• **PROBLEM DESCRIPTION**: Please retype every entry below, keeping it exactly the same.
*** DATA ***
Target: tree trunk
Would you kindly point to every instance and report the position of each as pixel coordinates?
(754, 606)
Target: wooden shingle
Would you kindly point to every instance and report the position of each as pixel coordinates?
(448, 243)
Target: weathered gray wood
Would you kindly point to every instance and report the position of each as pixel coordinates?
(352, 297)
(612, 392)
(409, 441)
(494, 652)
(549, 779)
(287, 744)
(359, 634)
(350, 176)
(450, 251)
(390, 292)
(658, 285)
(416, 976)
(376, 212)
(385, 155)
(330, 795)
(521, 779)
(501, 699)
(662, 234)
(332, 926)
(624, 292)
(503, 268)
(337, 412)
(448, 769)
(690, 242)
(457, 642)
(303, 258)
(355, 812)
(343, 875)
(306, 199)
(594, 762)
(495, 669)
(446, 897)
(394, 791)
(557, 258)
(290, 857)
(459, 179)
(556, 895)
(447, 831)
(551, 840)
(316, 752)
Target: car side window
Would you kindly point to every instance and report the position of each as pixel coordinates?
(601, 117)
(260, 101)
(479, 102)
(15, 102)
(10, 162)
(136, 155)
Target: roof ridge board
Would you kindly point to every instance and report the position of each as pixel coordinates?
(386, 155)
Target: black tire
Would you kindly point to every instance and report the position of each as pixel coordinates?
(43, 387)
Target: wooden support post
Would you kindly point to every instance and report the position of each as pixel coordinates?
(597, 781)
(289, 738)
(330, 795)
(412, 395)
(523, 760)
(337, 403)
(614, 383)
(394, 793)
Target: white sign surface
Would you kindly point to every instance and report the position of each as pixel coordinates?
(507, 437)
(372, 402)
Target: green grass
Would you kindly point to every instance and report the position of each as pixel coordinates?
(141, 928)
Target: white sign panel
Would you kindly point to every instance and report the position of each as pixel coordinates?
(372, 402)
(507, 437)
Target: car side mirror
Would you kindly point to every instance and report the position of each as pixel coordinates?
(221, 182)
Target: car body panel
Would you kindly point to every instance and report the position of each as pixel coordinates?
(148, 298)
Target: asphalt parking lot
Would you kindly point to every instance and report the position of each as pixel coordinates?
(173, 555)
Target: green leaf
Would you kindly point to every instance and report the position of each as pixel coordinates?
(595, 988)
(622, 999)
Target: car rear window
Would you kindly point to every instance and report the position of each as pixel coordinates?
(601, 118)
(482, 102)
*** End of DATA ***
• **TASK OUTPUT**:
Target: tree trunk
Would you kindly point to every instance and report the position of each as pixel coordinates?
(754, 606)
Target: wooden shingle
Would you kindly point to every instance and report the position of each as pixel coordinates?
(448, 243)
Target: weathered gray wood
Would you kindly point to every instance and report the position of each as pixel coordinates?
(352, 297)
(612, 392)
(409, 441)
(494, 652)
(549, 779)
(287, 744)
(359, 634)
(350, 176)
(450, 251)
(390, 292)
(658, 285)
(416, 976)
(376, 212)
(385, 155)
(330, 795)
(521, 779)
(501, 699)
(662, 234)
(332, 926)
(624, 292)
(503, 268)
(337, 412)
(448, 769)
(690, 242)
(457, 642)
(303, 258)
(355, 812)
(343, 875)
(306, 199)
(594, 762)
(495, 669)
(446, 897)
(394, 791)
(557, 258)
(290, 857)
(459, 179)
(556, 895)
(447, 831)
(551, 840)
(316, 752)
Target: car side window
Would you kindly point to every instance and report the position of each as pixel coordinates?
(601, 117)
(260, 101)
(479, 102)
(15, 102)
(10, 162)
(136, 155)
Target: roof ridge board
Would you kindly point to every instance and report the position of each as pixel coordinates?
(386, 155)
Target: black tire
Would you kindly point to every instance and report the position of each as pixel coordinates?
(43, 387)
Target: wooden support post
Would you kindly point to every instance and report the position of each as pixel coordinates?
(597, 781)
(289, 738)
(330, 795)
(412, 395)
(523, 760)
(337, 403)
(614, 383)
(394, 793)
Target: white sign surface
Would you kindly point to every instance and report the position of each as pixel coordinates?
(507, 437)
(372, 402)
Target: green grass
Would you kindly point to every instance and report the position of each as pixel coordinates?
(141, 928)
Target: white sign panel
Would you kindly point to every instance and report the position of each as pixel coordinates?
(372, 402)
(507, 437)
Target: car side mirror
Would you kindly point to every instance and report the position of each as pixel coordinates?
(221, 182)
Target: car body panel
Would you kindly point to every instance and report the position of each as pixel coordinates?
(148, 298)
Target: asphalt parking lot
Would you kindly point to every instance and report the position of each as pixel coordinates?
(173, 555)
Target: green leaf
Would you kindly point to every instance and report the position of each as pixel coordinates?
(595, 988)
(622, 999)
Target: car rear window
Would you kindly point to every instance and report the position of each as pixel coordinates?
(601, 118)
(482, 102)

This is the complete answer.